--- begin TEXT EXTRACT ---
ISSUANCE BY THE GRAND JURY OF A § 3333 REPORT, WITH A RECOMMENDATION OF DISCIPLINE, IS WARRANTED BY THE CIRCUMSTANCES SURROUNDING THE GOVERNMENT’S FAILURE TO OBTAIN INDICTMENTS AND THE DISMISSAL OF THE INSTANT CASE.

 

                One of the unknowns at this stage is whether the same Grand Jury that presumably declined to indict is still sitting, or whether a new Grand Jury has been convened – or, indeed, whether a special Grand Jury, impaneled and empowered pursuant to §§ 3331-3334 of Title 18, USC, has ever heard evidence against the Handlers and Mr. Roth.43  Whatever the answers to these questions, a special Grand Jury must be informed of and afforded the opportunity to investigate – with subpoena power, if necessary – the circumstances of the failure of obtain indictments against the Handlers and Mr. Roth and the dismissal of the instant case.          

                What has occurred to date confounds every popular expectation:  The expectation, however naive, that generally the Government is able to obtain indictments of persons whose serious misconduct is either known to the Government or otherwise demonstrated by evidence that is readily available to the Government.  Next is the expectation that grand juries indict when presented with probable cause to believe that specifically identified individuals have committed specific felonies, and the correlative expectation that, in the absence of exculpatory evidence sufficient to negate the probable cause, no amount of lobbying behind the scenes can deter the Government from presenting its strongest case for indictments.
--- end TEXT EXTRACT ---
> _STATED EXERCISE_: Duplicate the stretch of the grand jury passage from "One of the unknowns" through "Roth and the dismissal of the instant case.".
--- begin DATASET ROWS ---
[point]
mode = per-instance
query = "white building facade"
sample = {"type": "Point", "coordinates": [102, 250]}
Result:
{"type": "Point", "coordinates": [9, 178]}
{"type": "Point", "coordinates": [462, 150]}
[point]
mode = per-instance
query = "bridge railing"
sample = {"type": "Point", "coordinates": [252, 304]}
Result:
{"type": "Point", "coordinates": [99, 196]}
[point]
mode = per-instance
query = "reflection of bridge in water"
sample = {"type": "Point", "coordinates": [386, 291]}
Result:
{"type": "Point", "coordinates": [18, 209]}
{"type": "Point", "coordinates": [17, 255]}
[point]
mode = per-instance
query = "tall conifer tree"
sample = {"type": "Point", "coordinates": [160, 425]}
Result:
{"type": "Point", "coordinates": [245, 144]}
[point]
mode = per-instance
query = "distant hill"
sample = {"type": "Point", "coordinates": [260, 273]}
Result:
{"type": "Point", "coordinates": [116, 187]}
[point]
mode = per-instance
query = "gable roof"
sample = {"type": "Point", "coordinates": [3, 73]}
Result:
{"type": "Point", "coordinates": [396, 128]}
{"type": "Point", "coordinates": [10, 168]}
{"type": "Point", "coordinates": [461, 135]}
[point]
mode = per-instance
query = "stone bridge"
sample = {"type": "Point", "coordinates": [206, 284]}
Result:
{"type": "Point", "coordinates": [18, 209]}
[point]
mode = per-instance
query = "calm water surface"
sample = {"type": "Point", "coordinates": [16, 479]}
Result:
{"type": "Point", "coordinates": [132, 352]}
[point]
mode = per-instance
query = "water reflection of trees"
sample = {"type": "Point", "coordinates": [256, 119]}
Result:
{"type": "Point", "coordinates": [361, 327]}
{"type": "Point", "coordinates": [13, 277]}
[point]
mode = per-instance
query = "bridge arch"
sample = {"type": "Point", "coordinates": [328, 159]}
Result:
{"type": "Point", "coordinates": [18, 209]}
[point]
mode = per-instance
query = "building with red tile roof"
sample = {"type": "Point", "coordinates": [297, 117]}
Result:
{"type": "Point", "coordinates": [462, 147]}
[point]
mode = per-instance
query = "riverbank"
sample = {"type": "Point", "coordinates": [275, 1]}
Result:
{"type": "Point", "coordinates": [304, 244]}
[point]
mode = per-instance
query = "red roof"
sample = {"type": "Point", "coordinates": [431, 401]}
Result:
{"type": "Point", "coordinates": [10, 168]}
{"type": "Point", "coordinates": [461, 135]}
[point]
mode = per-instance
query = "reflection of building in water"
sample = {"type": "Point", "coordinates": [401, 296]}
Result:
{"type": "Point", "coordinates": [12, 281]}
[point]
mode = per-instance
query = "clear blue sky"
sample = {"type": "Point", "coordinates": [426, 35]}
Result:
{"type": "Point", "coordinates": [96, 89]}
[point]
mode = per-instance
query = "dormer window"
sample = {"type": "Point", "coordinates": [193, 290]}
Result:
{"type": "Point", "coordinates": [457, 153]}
--- end DATASET ROWS ---
> _FULL ANSWER_:
One of the unknowns at this stage is whether the same Grand Jury that presumably declined to indict is still sitting, or whether a new Grand Jury has been convened – or, indeed, whether a special Grand Jury, impaneled and empowered pursuant to §§ 3331-3334 of Title 18, USC, has ever heard evidence against the Handlers and Mr. Roth.43  Whatever the answers to these questions, a special Grand Jury must be informed of and afforded the opportunity to investigate – with subpoena power, if necessary – the circumstances of the failure of obtain indictments against the Handlers and Mr. Roth and the dismissal of the instant case.